**PROVIDED RECORDS**
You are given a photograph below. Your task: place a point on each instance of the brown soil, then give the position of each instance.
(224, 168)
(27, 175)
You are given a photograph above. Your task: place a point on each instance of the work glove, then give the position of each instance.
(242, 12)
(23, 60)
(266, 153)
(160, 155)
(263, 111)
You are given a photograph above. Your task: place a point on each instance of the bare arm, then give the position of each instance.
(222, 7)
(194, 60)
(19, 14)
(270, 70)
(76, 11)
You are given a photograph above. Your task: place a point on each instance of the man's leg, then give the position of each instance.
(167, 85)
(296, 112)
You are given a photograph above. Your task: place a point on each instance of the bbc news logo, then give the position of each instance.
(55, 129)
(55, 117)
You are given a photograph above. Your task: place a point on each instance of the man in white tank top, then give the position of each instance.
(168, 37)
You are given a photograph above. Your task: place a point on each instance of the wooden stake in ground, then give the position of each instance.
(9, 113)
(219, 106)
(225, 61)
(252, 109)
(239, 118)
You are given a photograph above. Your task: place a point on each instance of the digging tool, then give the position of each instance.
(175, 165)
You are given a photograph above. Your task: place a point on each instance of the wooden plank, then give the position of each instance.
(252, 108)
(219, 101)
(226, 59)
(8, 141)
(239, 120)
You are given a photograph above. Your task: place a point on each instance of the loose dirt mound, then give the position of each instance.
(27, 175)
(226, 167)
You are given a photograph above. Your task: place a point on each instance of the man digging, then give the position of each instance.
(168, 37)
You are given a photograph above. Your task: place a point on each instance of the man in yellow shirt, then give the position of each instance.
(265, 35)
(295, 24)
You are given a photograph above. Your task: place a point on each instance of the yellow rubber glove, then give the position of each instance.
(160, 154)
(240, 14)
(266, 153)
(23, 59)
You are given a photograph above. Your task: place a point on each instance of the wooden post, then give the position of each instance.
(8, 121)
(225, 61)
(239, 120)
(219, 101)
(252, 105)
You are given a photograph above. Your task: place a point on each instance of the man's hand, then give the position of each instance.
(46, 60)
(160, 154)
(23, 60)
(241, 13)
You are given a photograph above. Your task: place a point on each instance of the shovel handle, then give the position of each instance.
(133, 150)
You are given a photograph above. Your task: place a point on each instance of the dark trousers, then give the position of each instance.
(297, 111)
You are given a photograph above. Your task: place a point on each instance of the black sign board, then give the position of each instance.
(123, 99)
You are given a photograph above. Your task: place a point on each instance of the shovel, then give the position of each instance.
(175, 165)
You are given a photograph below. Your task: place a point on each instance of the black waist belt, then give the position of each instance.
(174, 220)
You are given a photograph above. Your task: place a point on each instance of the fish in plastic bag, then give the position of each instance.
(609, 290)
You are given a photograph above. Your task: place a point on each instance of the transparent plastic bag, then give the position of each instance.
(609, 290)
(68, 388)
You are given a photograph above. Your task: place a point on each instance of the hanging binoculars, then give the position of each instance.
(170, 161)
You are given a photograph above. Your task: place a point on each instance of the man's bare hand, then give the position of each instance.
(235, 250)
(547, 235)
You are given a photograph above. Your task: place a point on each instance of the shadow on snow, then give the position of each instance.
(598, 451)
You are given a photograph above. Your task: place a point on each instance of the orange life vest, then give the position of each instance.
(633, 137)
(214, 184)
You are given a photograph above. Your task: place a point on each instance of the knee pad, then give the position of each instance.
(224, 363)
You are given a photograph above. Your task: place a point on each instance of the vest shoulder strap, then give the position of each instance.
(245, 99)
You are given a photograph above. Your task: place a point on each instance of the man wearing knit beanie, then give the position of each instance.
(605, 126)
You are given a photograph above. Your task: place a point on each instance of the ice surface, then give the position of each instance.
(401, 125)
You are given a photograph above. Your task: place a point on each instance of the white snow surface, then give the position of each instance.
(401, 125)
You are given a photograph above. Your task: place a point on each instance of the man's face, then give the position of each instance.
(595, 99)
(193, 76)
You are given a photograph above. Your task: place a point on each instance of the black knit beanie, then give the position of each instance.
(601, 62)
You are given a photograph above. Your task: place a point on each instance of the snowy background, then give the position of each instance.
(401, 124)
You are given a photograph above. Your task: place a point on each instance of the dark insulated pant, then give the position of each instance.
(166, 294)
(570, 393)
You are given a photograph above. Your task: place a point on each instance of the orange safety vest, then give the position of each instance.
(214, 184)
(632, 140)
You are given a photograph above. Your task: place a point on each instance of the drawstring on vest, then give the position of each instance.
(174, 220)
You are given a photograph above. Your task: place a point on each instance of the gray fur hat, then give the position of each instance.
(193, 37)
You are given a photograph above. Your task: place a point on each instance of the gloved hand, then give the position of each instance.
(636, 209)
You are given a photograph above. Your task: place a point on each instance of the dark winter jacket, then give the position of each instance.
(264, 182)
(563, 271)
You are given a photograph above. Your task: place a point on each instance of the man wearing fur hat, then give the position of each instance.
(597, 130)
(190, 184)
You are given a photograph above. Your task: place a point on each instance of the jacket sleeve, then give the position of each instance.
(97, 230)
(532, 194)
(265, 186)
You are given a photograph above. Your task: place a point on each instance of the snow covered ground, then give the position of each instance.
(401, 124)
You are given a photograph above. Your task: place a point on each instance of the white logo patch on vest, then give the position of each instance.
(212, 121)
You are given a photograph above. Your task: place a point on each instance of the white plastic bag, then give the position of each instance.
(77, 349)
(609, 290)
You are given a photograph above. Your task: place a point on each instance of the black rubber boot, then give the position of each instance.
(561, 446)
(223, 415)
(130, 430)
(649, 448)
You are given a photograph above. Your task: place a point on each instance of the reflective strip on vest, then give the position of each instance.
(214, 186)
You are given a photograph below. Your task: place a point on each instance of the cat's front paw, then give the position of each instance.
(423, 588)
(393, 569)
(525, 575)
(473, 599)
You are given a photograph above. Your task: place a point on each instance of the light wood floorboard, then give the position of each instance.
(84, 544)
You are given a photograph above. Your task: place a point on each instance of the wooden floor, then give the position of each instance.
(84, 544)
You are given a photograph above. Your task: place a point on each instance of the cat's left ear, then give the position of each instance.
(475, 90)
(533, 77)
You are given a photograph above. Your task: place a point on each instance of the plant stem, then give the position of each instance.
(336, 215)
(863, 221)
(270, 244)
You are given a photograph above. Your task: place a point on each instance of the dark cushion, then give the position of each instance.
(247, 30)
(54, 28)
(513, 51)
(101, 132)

**PROBLEM DETAILS**
The whole listing above should be output again exactly.

**REPLY TO THE EXERCISE**
You are given a photograph below. Your task: place a point on each instance of the brown soil, then give the position of each instance.
(224, 168)
(27, 175)
You are given a photograph above. Your task: place a point on each instance of the work glove, then give the position of each instance.
(242, 12)
(23, 60)
(266, 153)
(160, 155)
(263, 111)
You are given a photograph above. Your task: place a point on each instance of the bare arm, then give the position of each instance.
(222, 7)
(194, 60)
(19, 14)
(270, 70)
(76, 11)
You are given a photograph above. Your task: place a point on each instance of the man's leg, then give the position of each instance.
(167, 85)
(296, 112)
You are given a photograph above. Your task: place a point on each instance of the bbc news logo, then give the position of each instance.
(55, 129)
(55, 117)
You are given a photograph above. Your task: place a point on each instance of the man in white tank top, then give the position of each instance.
(168, 37)
You are given a photograph above. Your task: place a point on each instance of the wooden stake in ground, then give the position of each instance.
(9, 113)
(219, 106)
(225, 61)
(252, 109)
(239, 118)
You are given a photograph above. Your task: place a point on each instance of the digging tool, then give the position of each instance.
(175, 165)
You are given a photograph above. Your task: place a point on each instance of the wooden plank, then give the position of each instance.
(252, 108)
(219, 101)
(226, 59)
(8, 141)
(239, 120)
You are given a photograph above. Your task: place a point on each instance of the loose dirt mound, then give the position of each instance.
(27, 175)
(226, 167)
You are given a photograph above. Your task: place a point on each instance of the man digging, then give the position of each instance.
(168, 37)
You are given a photograph above. Your task: place a point on each instance of the man in yellow shirt, then give the position of each instance.
(265, 35)
(295, 24)
You are given a photograph above. Your task: place a point on each instance of the yellow rubber glove, then give the position of each instance.
(160, 154)
(240, 14)
(266, 153)
(23, 59)
You are given a photograph above. Your task: place a point on each instance of the wooden post, then give the position of each instance.
(8, 121)
(225, 61)
(239, 120)
(219, 101)
(252, 105)
You are given a photograph above. Your task: place a point on each instance of the man's hand, then give the position of each instance.
(46, 60)
(160, 154)
(23, 60)
(241, 13)
You are given a photograph above. Your task: place a point on each instance of the shovel handle, then give the position of each instance.
(133, 150)
You are given a photograph above. Your task: place a point on each instance of the dark trousers, then give the position of each instance.
(297, 111)
You are given a photograph above. Your task: place a point on each instance of the black sign board, then give the position of each instance.
(123, 99)
You are given a photograph above. Your task: place a point on each instance of the shovel, then give the position of each instance.
(175, 165)
You are given a photograph below. Your task: place a point on each instance of the black waist belt, then give the position of each instance.
(174, 220)
You are given a photograph above. Your task: place a point on each instance of the fish in plastic bag, then give the position of each instance.
(609, 290)
You are given a photograph above. Your task: place a point on each instance of the transparent plastic bag, then give the position of each instance.
(609, 290)
(68, 388)
You are given a photograph above. Your task: place a point on each instance of the hanging binoculars, then give the position of each instance.
(170, 161)
You are given a photograph above. Your task: place a point on each instance of the man's bare hand, then give the position of each instance.
(235, 250)
(547, 235)
You are given a photograph above. Your task: place a point on each instance of the shadow on snow, then give the position of each instance.
(598, 451)
You are given a photograph above. Your task: place a point on each instance of the orange life vest, then give the position of each instance.
(633, 137)
(214, 184)
You are given a photograph above. Your task: place a point on each instance of the knee pad, then give the position of each instance.
(224, 363)
You are given a photograph above. Your task: place a point on each instance of the vest shoulder strap, then give the position of each instance.
(245, 99)
You are given a photograph above. Your task: place a point on each instance of the man wearing knit beanie, then give the position of each instance.
(605, 126)
You are given a photograph above. Your task: place a point on each instance of the ice surface, then give the position of each instance.
(401, 125)
You are given a photograph above. Your task: place a point on each instance of the white snow surface, then give the position of each instance.
(401, 125)
You are given a photograph above. Your task: place a point on each instance of the man's face, then give the position of each instance.
(595, 99)
(193, 76)
You are given a photograph above. Your task: place a point on each instance of the black knit beanie, then give the position of each instance.
(601, 62)
You are given a photograph above. Your task: place a point on each instance of the snowy background, then give the position of each instance.
(401, 124)
You are given a photograph above. Your task: place a point on each instance of the dark insulated pant, then give the position of each instance.
(166, 294)
(570, 393)
You are given a photograph above. Your task: place a point on each instance of the orange safety vest, then give the position of each instance.
(214, 184)
(632, 140)
You are given a photograph above. Your task: place a point on each instance of the drawstring on vest, then give the position of each instance.
(174, 220)
You are given a photograph above. Your task: place a point on each instance of the gray fur hat, then give the position of each instance.
(193, 37)
You are given a photograph above. Your task: place a point on each instance of the gloved hand, then give the position of each instance.
(636, 209)
You are given a photograph above. Your task: place a point on each instance of the dark winter jacket, then give the position of each instance.
(264, 182)
(563, 271)
You are given a photograph above. Your task: place a point on each instance of the man wearing fur hat, then give the position of each instance.
(597, 130)
(190, 184)
You are given a photograph above. Your task: place a point on each instance of the jacket sleeve, then give the position of each instance.
(97, 230)
(532, 194)
(265, 186)
You are given a photograph above. Your task: place a point on each instance of the snow covered ground, then give the position of each instance.
(401, 124)
You are given a photograph above. Your task: place a point on each instance of the white logo patch on vest, then give the position of each instance.
(212, 121)
You are given a photograph above. Your task: place a point on each instance of the white plastic bag, then give the position of each instance.
(77, 349)
(609, 290)
You are given a photograph above. Your task: place a point on each instance of the black rubber boot, then give the position of each instance.
(561, 446)
(223, 415)
(130, 430)
(649, 448)
You are given a photograph above. Your task: place a point on each instance of the reflective strip on vest, then give the position of each instance.
(214, 186)
You are given a photograph below. Your task: place a point on each instance of the cat's front paw, then give the position of each instance.
(423, 588)
(393, 569)
(525, 575)
(473, 599)
You are given a photograph above. Your task: place a point on each instance of the light wood floorboard, then give the position of each instance.
(84, 544)
You are given a photograph above. Your task: place a point on each instance of the wooden floor, then give the position of each instance.
(84, 544)
You are given a photograph above. Your task: place a point on each instance of the cat's left ear, then give the position of each instance.
(475, 90)
(533, 77)
You are given a photograph above. Your task: place a point on each instance of the plant stem, then give the position of each instance.
(336, 215)
(863, 221)
(270, 244)
You are given a photograph above. Your task: place a point on each instance of the dark cushion, then give the position of each instance.
(247, 30)
(54, 28)
(513, 51)
(101, 132)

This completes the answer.